WORK REQUIRED:
What follows is a set of entries. Give them again exactly, without the pictures.

Data items

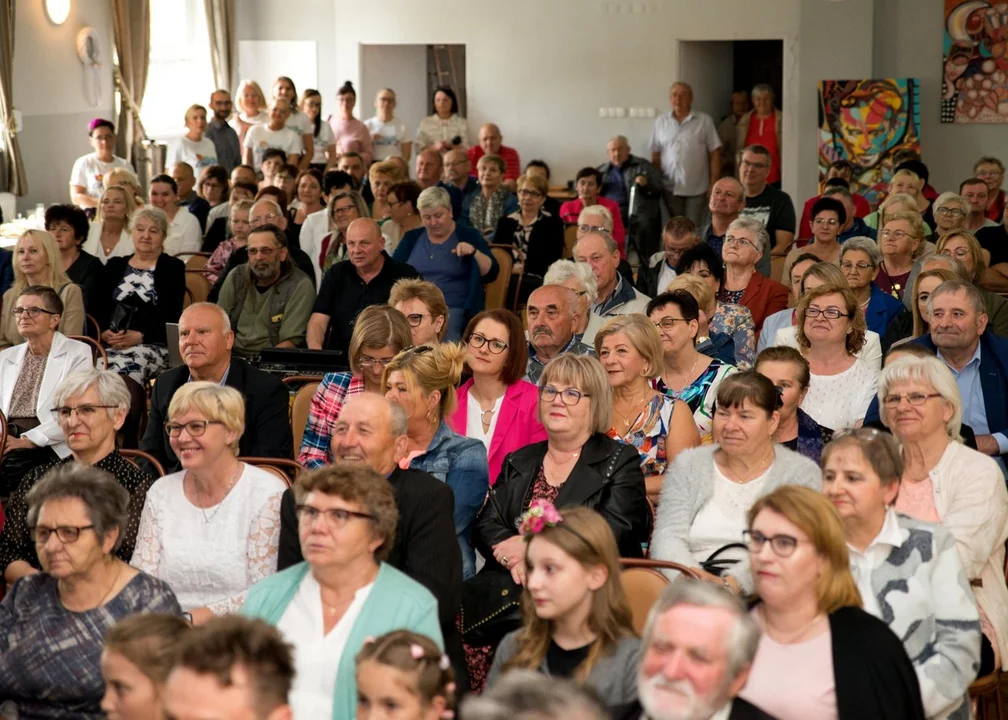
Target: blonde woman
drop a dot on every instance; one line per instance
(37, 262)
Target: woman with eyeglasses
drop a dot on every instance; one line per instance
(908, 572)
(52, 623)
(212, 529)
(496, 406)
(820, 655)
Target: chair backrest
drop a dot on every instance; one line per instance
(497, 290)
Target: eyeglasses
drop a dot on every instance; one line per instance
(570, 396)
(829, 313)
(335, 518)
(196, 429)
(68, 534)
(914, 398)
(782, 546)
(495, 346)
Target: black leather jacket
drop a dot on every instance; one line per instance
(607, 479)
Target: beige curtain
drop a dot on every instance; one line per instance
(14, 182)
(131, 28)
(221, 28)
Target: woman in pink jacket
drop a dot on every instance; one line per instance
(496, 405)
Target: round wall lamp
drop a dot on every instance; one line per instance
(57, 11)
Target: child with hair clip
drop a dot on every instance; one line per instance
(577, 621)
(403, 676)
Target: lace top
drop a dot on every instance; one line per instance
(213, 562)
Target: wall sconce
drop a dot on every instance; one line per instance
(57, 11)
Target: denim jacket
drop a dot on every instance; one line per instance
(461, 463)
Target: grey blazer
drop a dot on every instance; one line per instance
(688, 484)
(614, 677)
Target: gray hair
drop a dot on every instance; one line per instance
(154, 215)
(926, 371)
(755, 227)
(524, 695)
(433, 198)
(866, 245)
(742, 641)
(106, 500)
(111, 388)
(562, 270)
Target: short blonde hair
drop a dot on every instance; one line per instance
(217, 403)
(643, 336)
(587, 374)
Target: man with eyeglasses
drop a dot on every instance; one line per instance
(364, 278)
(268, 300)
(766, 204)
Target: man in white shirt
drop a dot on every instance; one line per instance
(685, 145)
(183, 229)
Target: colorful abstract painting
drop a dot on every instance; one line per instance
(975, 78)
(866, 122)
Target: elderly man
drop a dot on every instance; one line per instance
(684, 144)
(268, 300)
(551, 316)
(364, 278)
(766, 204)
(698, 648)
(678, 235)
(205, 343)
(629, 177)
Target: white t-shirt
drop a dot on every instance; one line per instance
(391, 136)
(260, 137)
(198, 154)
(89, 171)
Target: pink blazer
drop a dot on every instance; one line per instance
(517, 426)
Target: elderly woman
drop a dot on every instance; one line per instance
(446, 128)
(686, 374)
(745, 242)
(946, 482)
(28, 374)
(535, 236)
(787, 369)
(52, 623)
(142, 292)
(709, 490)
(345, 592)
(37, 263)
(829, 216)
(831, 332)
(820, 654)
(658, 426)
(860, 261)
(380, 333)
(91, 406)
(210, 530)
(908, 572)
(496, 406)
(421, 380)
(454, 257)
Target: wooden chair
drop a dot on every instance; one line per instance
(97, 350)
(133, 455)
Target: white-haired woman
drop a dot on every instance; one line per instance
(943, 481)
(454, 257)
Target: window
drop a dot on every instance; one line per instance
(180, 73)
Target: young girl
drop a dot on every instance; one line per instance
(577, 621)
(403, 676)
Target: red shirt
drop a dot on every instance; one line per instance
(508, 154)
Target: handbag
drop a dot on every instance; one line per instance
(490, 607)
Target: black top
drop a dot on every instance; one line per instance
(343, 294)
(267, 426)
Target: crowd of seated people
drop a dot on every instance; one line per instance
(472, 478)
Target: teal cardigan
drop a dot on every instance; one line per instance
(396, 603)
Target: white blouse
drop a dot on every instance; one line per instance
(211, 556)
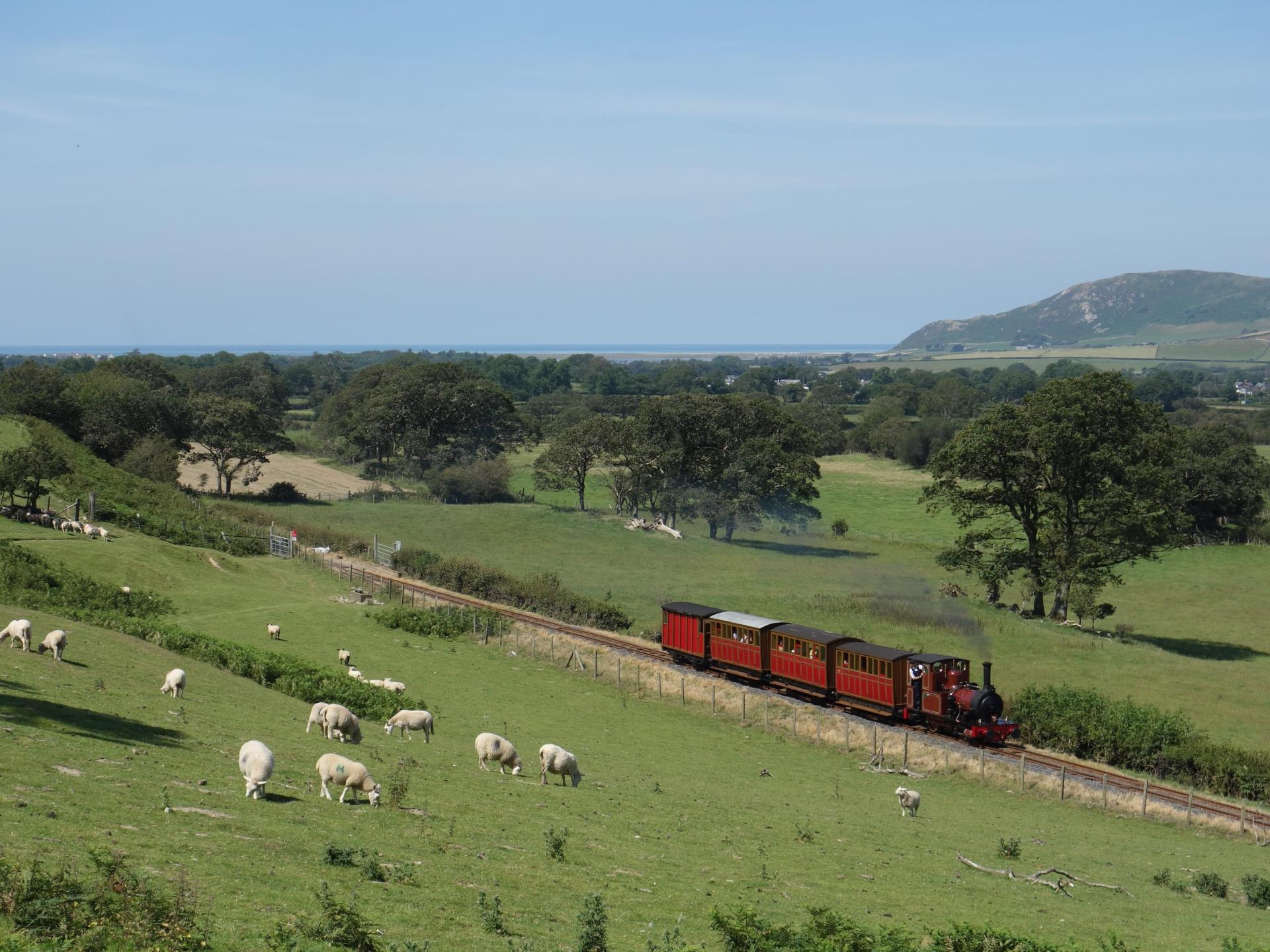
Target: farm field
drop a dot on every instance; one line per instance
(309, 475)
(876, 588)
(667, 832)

REPLY TO THE TASK:
Target: blonde woman
drop a dot on every instance; one line per instance
(37, 262)
Target: woman with eyeglasses
drop a dot on every instance; one line per instance
(908, 572)
(52, 623)
(212, 529)
(496, 406)
(820, 655)
Target: chair backrest
drop a dot on every instance; one line per instance
(497, 290)
Target: eyeglasses
drop a dot on every instance; one line per instance
(570, 396)
(829, 313)
(335, 518)
(196, 429)
(68, 534)
(914, 398)
(782, 546)
(495, 346)
Target: black leather jacket
drop a dot on every instance; one line per instance
(607, 479)
Target: beige curtain
drop a dot on every instance; one line per instance
(14, 182)
(131, 28)
(221, 28)
Target: woman in pink jacket
drop a dot on every instance; one line per instance
(496, 405)
Target: round wall lamp
drop a dot on every instance; one line per instance
(57, 11)
Target: child with hair clip
drop a dot on every instance; one line per instance
(577, 621)
(403, 676)
Target: lace top
drop a dot on every instance; one line per instance
(213, 562)
Target: wall sconce
drop a dot on every instance; one line per instance
(57, 11)
Target: denim jacket
drop a dot on every instance; one line per instance
(461, 463)
Target: grey blazer
drop a dot on every instance; one line per instance
(688, 484)
(614, 677)
Target: gray hair
drop a dot on every instance; one line per instance
(154, 215)
(926, 371)
(755, 227)
(524, 695)
(433, 198)
(866, 245)
(742, 641)
(106, 500)
(111, 388)
(562, 270)
Target: short blonde hair
drop a dot on every instance; one line per instance
(217, 403)
(643, 336)
(587, 374)
Target: man with eyeglasses
drop a dot on every instance; one line per instance
(364, 278)
(268, 300)
(766, 204)
Target: man in white shirt
drop a dot on every instance; one line per instance
(685, 145)
(183, 229)
Target: colorful abstract painting
drop a dot on every instance; one line per instance
(975, 78)
(866, 122)
Target: elderly man
drop a dot on every instance; one line per instance
(684, 144)
(268, 300)
(551, 316)
(364, 278)
(766, 204)
(698, 648)
(678, 235)
(205, 343)
(629, 177)
Target: white t-shirt
drop a dot on every instance; one line per instance
(391, 136)
(260, 137)
(198, 154)
(89, 171)
Target: pink blazer
drop a dot on every instance; one line per instance
(517, 426)
Target: elderly woman
drop a dot on every instance; one line per instance
(446, 128)
(686, 374)
(745, 242)
(946, 482)
(28, 374)
(535, 236)
(787, 369)
(52, 623)
(142, 292)
(709, 490)
(345, 592)
(37, 263)
(829, 216)
(831, 332)
(820, 654)
(658, 426)
(860, 261)
(380, 333)
(91, 406)
(210, 530)
(908, 572)
(496, 406)
(421, 380)
(454, 257)
Target: wooden chair
drop a dot on every instance; one line per instance
(97, 350)
(133, 455)
Target: white-haired woman
drop a dot on every instance; one line per instance
(943, 481)
(454, 257)
Target: window
drop a dot on every instance; one line per instance
(180, 73)
Target: young girl
drop a dot on every instance; one line per instance
(577, 621)
(403, 676)
Target: red shirt
drop a dot on every instance; one line per instance
(508, 154)
Target: handbag
drop a dot on every instance; one line per instance
(490, 607)
Target: black top
drop a dot on every instance; one line per instance
(343, 294)
(267, 426)
Target: crowd of seated people
drop a dot on every instance; one line per instance
(472, 478)
Target: teal cardigan
drop a dot on every instance; one line per instance
(396, 603)
Target: white blouse
drop a dot on every instance; one line per instance
(211, 556)
Target: farm field
drop a dot on every instance; one line per instance
(309, 475)
(876, 588)
(667, 832)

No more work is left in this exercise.